TEXT BLOCK>
* Begin *
Beefy Boxes and Bandwidth Generously Provided by pair Networks
go ahead... be a heretic
 
PerlMonks  

Perl Regex

by Buddyhelp (Initiate)
on Oct 10, 2013 at 10:45 UTC ( [id://1057717]=perlquestion: print w/replies, xml ) Need Help??

Buddyhelp has asked for the wisdom of the Perl Monks concerning the following question:

Can some one please tell me how to get the values after the third piping (|) symbol without the plus signs

$data = '[-3|1|29x250+46+26|200+300+464|Get][-3|1|29x250+46+26|132+100 ++244|come][-3|1|29x250+46+26|220+124+432|Go][...][...]' I need the output as $val1 = 200 $val2 = 300 $val3 = 464 etc.,
This is what i have tried
my $data = '[-3|1|29x250+46+26|200+300+444|Get][-3|1|29x250+46+26|200+ +300+444|Get][-3|1|29x250+46+26|200+300+444|Get]'; my $REGEX_COLLECTION = '(\[.*?\])'; my $REGEX_TEXT_RESPONSE = '\[(.*?)\|(.*?)\|(\d+)x(\d+)\+(\d+)\+(\d+)\| +(\d+)\+(\d+)\+(\d+)|(.*?)\]'; my @splits = split( $REGEX_COLLECTION, $data ); foreach (@splits) { print "The split value is $_ \n"; if ( $_ =~ m/$REGEX_TEXT_RESPONSE/g ) { print "The first split is $1 \n"; print "The second split is $2 \n"; print "The tird split is $3 \n"; print "The fourth split is $4 \n"; print "The fifth split is $5 \n"; print "The sixth split is $6 \n"; print "The seven split is $7 \n"; print "The eight split is $8 \n"; print "The nine split is $9 \n"; print "The tenth split is $10 \n" } }
I am getting the output as

The split value is The split value is [-3|1|29x250+46+26|200+300+444|Get] The first split is -3 The second split is 1 The tird split is 29 The fourth split is 250 The fifth split is 46 The sixth split is 26 The seven split is 200 The eight split is 300 The nine split is 444 The tenth split is The split value is The split value is [-3|1|29x250+46+26|200+300+444|Get] The first split is -3 The second split is 1 The tird split is 29 The fourth split is 250 The fifth split is 46 The sixth split is 26 The seven split is 200 The eight split is 300 The nine split is 444 The tenth split is The split value is The split value is [-3|1|29x250+46+26|200+300+444|Get] The first split is -3 The second split is 1 The tird split is 29 The fourth split is 250 The fifth split is 46 The sixth split is 26 The seven split is 200 The eight split is 300 The nine split is 444 The tenth split is

I am not getting the values of Get. Is there another way to do this. Is this the best way. Please suggest.

Replies are listed 'Best First'.
Re: Perl Regex
by hdb (Monsignor) on Oct 10, 2013 at 11:04 UTC

    There are many ways to do this. I would propose a repeated split instead of a regex. First split on ][, then for each of the results split on |, take the fourth element and split that on +. Sounds more complicated than it is:

    use strict; use warnings; use Data::Dumper; my $data = '[-3|1|29x250+46+26|200+300+464|Get][-3|1|29x250+46+26|132+ +100+244|come][-3|1|29x250+46+26|220+124+432|Go]'; my @splitted = map { [ split /\+/, (split /\|/)[3] ] } split /]\[/, $ +data; print Dumper \@splitted;

    As a result you get

    $VAR1 = [ [ '200', '300', '464' ], [ '132', '100', '244' ], [ '220', '124', '432' ] ];

      Using split instead of a regex may result in shorter code in this case, but you'll no longer have strict input validation, and the script will use up more RAM.
* End *
DATA>
* Begin *
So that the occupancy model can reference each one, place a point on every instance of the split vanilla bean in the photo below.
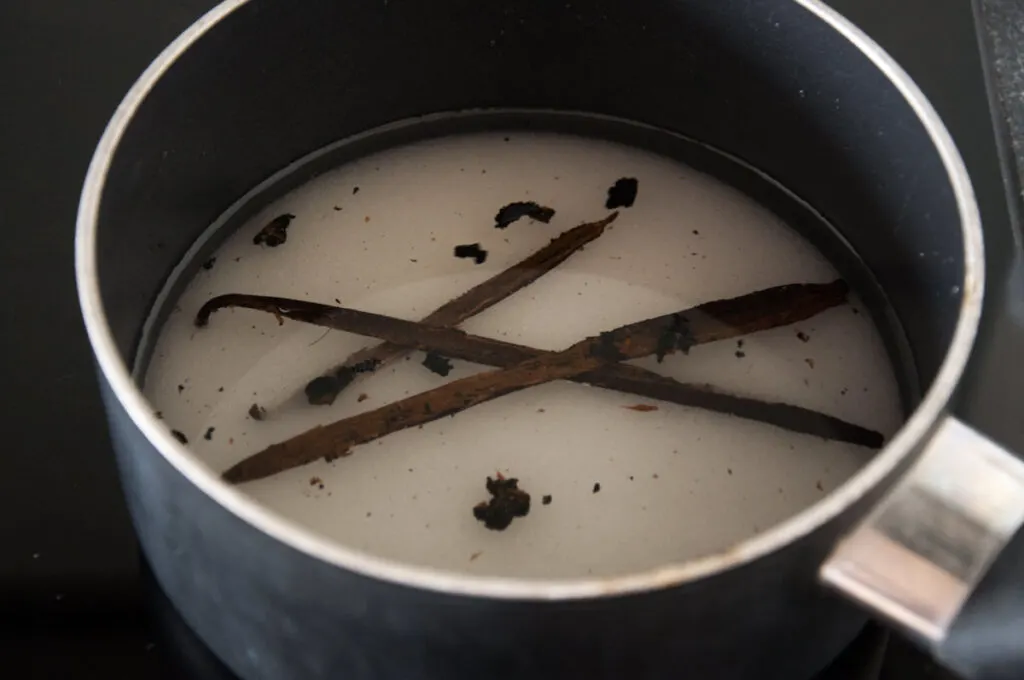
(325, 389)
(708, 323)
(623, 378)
* End *
* Begin *
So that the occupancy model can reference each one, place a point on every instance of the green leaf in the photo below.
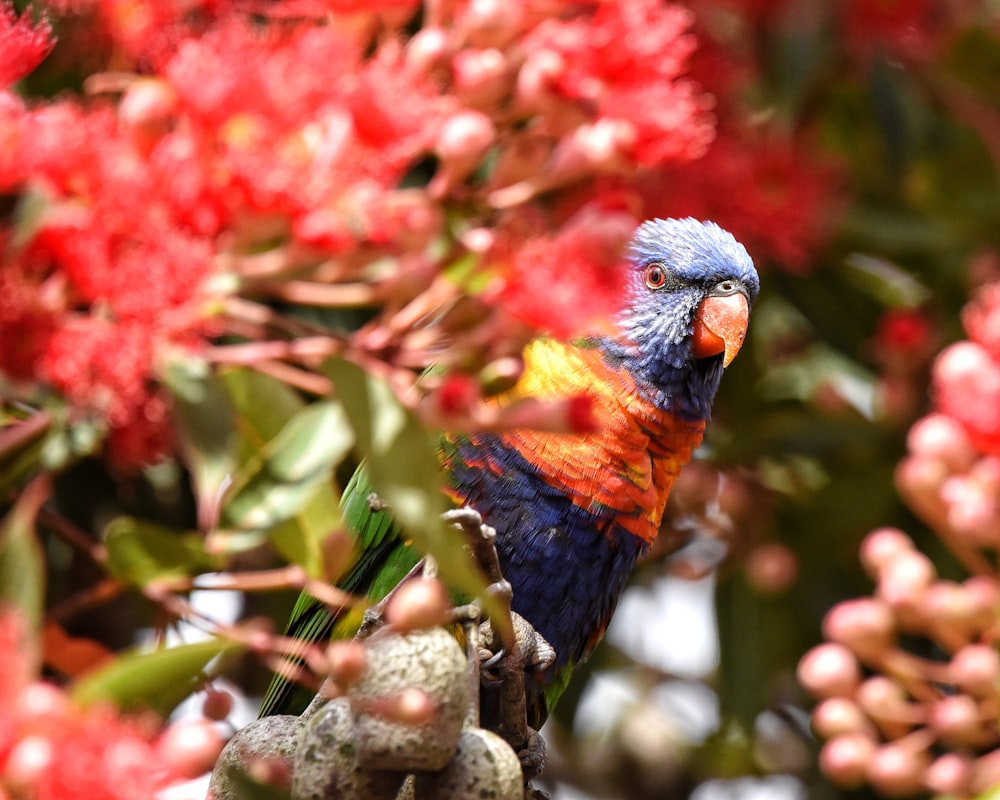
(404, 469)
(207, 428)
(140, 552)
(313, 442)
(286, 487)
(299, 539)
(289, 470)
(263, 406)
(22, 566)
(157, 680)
* End *
* Begin *
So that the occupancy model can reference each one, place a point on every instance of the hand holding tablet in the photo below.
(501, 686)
* End *
REQUIRED TASK 1>
Do these statements agree with the Perl regex thread above? Answer yes or no for each and quote the deciding words.
(a) The reply by hdb suggests a repeated split rather than a regex.
(b) The asker's attempt succeeds in getting the values of Get.
(c) The last paragraph says using split will make the script use less RAM.
REQUIRED TASK 2> In the Perl regex thread, rewrite the paragraph beginning "There are many ways to do this." as a short list of steps.

WORKED ANSWER 1>
(a) Yes: "I would propose a repeated split instead of a regex."
(b) No: "I am not getting the values of Get."
(c) No: "the script will use up more RAM."

WORKED ANSWER 2>
- Use a repeated split instead of a regex.
- First split on ][.
- Split each result on |.
- Take the fourth element and split it on +.